LA QUESTION EN LITIGE

[2]                Le tribunal a-t-il omis de respecter un principe de justice naturelle ou d'équité procédurale, a-t-il agi sans compétence ou outrepassé sa compétence, ou s'est-il d'une autre façon fondé sur des conclusions de fait ou de droit erronées pour conclure que le demandeur n'était pas un réfugié au sens de la Convention ni une personne à protéger?

LA CONCLUSION

[3]                Le tribunal n'a commis aucune erreur, pour les motifs qui suivent. En conséquence, la présente demande de contrôle judiciaire est rejetée.

LE CONTEXTE


[4]                Le demandeur, Nasr Mohamed Kassam Al-Shaibie (M. Al-Shaibie ou le demandeur), est un citoyen du Yémen. Il est né dans le Nord de ce pays en 1969. Il a vécu dans cette région avec son père, sa mère et deux frères jusqu'à l'âge de 11 ans environ. La famille a alors été contrainte de déménager dans le Sud du pays à cause d'un conflit civil. Elle est retournée dans le Nord quand les choses se sont calmées en 1986. Tous les membres de la famille du demandeur étaient membres du parti socialiste du Yémen (le parti Ishtiraki), un parti traditionnellement plus populaire dans le Sud du pays.

[5]                En 1992, M. Al-Shaibie a épousé une Yéménite qui possédait également la citoyenneté américaine et a déménagé aux États-Unis. Quelques années plus tard, les hostilités ont repris au Yémen et le pays a été plongé dans une guerre civile. Le demandeur prétend qu'à la fin de celle-ci, ses deux frères ont été forcés de s'enfuir du Yémen parce qu'ils avaient fait partie de l'armée du Sud, qui avait été vaincue (ils étaient également membres du parti Ishtiraki), et que, pour cette raison, le gouvernement yéménite s'intéressait à eux. L'un des frères, Ahmed, se trouve actuellement dans les Émirats arabes unis et l'autre, Musa, vit aux États-Unis.

[6]                Le mariage de M. Al-Shaibie a été rompu en 1995 et sa femme a décidé de ne plus le parrainer. Malgré les nombreuses démarches judiciaires entreprises en son nom, M. Al-Shaibie a été menacé d'expulsion vers le Yémen en 2001. Il a alors quitté les États-Unis et est arrivé au Canada en février 2001, où il a demandé l'asile.


[7]                M. Al-Shaibie prétend que, même s'il n'avait aucune raison de craindre d'être persécuté au Yémen au moment de son départ en 1992, la situation a changé dans ce pays depuis la guerre civile et il craint maintenant d'être persécuté. Il dit craindre avec raison d'être persécuté s'il est forcé de retourner au Yémen à cause de son appartenance passée au parti Ishtiraki (opinions politiques) et de ses liens étroits avec deux personnes activement recherchées par le gouvernement yéménite (appartenance à un groupe social, à savoir la famille). Il ajoute que, s'il retournait au Yémen, les autorités tenteraient de se servir de lui pour forcer ses frères à revenir dans ce pays. Il prétend en outre qu'il est une personne à protéger parce qu'il risque d'être soumis à des traitements ou à des peines cruels et inusités et que sa vie est menacée.

============================================================

> Tâche demandée a:
Filtrez les enregistrements et recopiez chaque ligne qui contient la chaîne « sepal », en respectant la casse.

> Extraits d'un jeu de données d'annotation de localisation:

============================================================

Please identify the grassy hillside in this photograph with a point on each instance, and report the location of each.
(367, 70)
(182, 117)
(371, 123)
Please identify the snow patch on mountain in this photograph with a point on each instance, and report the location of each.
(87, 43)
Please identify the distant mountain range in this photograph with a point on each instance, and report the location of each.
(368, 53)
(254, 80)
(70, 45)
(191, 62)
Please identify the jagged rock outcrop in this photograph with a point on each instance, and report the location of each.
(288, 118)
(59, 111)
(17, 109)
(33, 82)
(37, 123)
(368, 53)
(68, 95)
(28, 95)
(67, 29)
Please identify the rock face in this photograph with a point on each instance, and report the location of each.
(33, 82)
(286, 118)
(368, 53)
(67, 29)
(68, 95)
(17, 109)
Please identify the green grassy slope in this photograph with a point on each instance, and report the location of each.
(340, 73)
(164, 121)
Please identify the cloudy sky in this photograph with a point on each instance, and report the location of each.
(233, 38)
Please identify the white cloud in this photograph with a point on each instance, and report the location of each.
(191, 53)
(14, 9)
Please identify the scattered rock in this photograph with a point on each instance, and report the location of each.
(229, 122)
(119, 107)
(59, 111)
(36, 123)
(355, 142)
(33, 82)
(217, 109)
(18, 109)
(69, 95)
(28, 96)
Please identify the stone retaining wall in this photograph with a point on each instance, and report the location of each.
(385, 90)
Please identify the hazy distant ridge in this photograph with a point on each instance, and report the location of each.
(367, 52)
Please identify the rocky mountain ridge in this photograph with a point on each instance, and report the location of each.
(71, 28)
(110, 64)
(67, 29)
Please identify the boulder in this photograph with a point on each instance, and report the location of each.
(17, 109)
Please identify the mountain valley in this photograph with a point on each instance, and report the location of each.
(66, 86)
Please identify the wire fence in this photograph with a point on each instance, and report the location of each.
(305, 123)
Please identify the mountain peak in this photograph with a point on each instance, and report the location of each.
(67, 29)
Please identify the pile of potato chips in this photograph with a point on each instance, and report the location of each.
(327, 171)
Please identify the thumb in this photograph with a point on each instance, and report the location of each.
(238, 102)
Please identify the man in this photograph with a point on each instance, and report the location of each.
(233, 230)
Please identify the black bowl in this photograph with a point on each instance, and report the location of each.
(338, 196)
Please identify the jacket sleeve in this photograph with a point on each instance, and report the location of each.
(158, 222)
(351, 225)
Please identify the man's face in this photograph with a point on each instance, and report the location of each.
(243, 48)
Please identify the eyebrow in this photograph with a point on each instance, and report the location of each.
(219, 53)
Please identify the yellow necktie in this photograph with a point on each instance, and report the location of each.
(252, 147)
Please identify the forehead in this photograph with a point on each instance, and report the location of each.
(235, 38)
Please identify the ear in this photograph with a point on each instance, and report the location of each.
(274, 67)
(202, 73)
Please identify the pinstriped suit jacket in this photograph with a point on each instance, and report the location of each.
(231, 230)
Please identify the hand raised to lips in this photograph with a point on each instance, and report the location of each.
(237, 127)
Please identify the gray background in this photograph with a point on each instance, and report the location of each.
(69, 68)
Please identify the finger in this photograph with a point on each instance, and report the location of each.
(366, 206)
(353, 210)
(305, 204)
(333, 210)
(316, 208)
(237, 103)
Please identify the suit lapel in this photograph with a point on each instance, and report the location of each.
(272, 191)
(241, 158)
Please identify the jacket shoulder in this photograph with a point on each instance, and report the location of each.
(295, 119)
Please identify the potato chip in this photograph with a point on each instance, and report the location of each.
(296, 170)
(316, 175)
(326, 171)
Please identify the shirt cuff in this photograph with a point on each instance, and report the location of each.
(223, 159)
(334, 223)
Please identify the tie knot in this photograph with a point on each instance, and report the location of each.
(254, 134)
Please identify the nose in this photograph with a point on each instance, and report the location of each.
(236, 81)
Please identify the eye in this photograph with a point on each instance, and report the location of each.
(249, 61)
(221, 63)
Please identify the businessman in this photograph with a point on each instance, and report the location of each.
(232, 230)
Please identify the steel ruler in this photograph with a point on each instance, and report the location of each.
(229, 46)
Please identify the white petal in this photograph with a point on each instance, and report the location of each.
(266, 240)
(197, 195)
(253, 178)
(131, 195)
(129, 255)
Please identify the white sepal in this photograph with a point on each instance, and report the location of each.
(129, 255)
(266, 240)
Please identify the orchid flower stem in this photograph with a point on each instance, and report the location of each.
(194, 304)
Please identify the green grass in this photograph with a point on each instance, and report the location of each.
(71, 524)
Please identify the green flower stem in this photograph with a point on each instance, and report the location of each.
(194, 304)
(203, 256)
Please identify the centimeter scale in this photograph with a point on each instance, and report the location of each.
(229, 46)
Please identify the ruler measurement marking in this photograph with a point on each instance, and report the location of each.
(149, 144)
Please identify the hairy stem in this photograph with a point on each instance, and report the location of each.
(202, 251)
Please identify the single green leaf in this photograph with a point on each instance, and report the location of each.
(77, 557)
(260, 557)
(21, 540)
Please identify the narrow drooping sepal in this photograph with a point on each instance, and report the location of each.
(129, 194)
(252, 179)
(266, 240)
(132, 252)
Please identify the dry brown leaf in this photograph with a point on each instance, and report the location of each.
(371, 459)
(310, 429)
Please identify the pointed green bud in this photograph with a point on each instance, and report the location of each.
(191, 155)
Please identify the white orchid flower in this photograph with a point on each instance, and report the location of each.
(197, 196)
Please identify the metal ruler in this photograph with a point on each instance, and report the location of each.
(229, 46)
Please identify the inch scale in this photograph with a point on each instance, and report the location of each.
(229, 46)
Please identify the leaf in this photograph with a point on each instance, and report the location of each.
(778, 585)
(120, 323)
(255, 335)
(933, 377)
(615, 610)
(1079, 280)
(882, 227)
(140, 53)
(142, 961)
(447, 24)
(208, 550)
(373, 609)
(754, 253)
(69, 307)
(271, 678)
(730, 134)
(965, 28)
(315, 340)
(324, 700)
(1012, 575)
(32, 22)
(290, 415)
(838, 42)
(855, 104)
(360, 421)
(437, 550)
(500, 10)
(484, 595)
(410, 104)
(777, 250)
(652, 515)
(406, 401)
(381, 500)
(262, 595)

============================================================

> Tâche demandée b:
Pour chacun des énoncés suivants, indiquez par oui ou par non s'il concorde avec l'extrait, puis citez textuellement les mots décisifs de l'extrait : (i) Le demandeur est né dans le Sud du Yémen. (ii) Le demandeur est arrivé au Canada en février 2001. (iii) Musa, l'un des frères du demandeur, vit dans les Émirats arabes unis.

> Réponse rédigée a:
Please identify the white sepal in this photograph with a point on each instance, and report the location of each.
Please identify the narrow drooping sepal in this photograph with a point on each instance, and report the location of each.

> Réponse rédigée b:
(i) Non : « Il est né dans le Nord de ce pays en 1969. »
(ii) Oui : « est arrivé au Canada en février 2001 »
(iii) Non : « l'autre, Musa, vit aux États-Unis »